BRIEF =
Repeat each line, word for word, from the one containing "instance of the sky" through the last line of the entries, and include no other output.

PROVIDED DATA =
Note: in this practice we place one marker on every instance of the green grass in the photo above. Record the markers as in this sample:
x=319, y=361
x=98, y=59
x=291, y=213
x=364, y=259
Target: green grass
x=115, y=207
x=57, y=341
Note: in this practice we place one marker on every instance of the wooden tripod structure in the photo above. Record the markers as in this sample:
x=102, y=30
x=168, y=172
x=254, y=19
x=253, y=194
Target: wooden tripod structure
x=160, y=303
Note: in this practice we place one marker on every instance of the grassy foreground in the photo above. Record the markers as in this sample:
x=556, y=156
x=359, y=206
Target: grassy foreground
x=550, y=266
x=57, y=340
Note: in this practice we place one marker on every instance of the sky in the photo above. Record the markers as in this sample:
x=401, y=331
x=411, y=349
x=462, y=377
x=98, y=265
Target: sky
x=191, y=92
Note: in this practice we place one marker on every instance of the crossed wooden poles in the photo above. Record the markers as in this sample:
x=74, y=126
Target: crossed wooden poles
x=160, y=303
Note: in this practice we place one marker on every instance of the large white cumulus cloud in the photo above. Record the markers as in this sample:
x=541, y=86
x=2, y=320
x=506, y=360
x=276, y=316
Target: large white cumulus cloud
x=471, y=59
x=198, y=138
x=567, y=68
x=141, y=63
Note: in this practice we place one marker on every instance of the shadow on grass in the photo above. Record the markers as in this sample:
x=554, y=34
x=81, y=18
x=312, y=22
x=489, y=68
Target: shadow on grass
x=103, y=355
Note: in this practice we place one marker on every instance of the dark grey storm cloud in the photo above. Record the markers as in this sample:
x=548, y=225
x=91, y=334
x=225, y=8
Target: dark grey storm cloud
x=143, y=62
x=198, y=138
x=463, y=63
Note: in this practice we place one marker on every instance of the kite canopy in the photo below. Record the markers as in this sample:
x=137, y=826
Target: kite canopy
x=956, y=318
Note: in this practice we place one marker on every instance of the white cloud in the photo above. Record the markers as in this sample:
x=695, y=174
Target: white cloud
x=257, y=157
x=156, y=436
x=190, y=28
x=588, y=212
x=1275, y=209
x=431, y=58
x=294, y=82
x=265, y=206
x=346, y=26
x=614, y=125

RESULT BELOW =
Note: in this practice we place one marker on every instance of the sky in the photo above. Record the markers as in this sample:
x=401, y=331
x=411, y=349
x=462, y=377
x=98, y=265
Target: sky
x=191, y=92
Note: in this practice we place one marker on every instance of the crossed wooden poles in the photo above. Record the markers as in this sample:
x=74, y=126
Target: crossed wooden poles
x=160, y=303
Note: in this practice we place one marker on every instance of the large white cumulus cloud in the photo above. Record the markers as in this sample:
x=541, y=86
x=2, y=320
x=506, y=360
x=276, y=316
Target: large white cumulus cloud
x=471, y=59
x=198, y=138
x=567, y=68
x=141, y=63
Note: in this practice we place one marker on every instance of the shadow on grass in the photo above. Record the markers as in this sample:
x=554, y=34
x=81, y=18
x=312, y=22
x=489, y=68
Target: shadow on grass
x=103, y=355
Note: in this practice we place one marker on every instance of the dark grey storm cloud in the photo above. Record the markers as in this sample:
x=548, y=225
x=91, y=334
x=225, y=8
Target: dark grey storm cloud
x=143, y=62
x=198, y=138
x=463, y=63
Note: in this practice we place one marker on every instance of the kite canopy in the photo below. Record the markers as in this sample:
x=137, y=826
Target: kite canopy
x=956, y=318
Note: in this practice we place one marker on every instance of the white cloud in the photo above. Record the markers as in this sample:
x=695, y=174
Target: white cloud
x=257, y=157
x=156, y=436
x=190, y=28
x=588, y=212
x=1275, y=209
x=431, y=58
x=294, y=82
x=265, y=206
x=346, y=26
x=614, y=125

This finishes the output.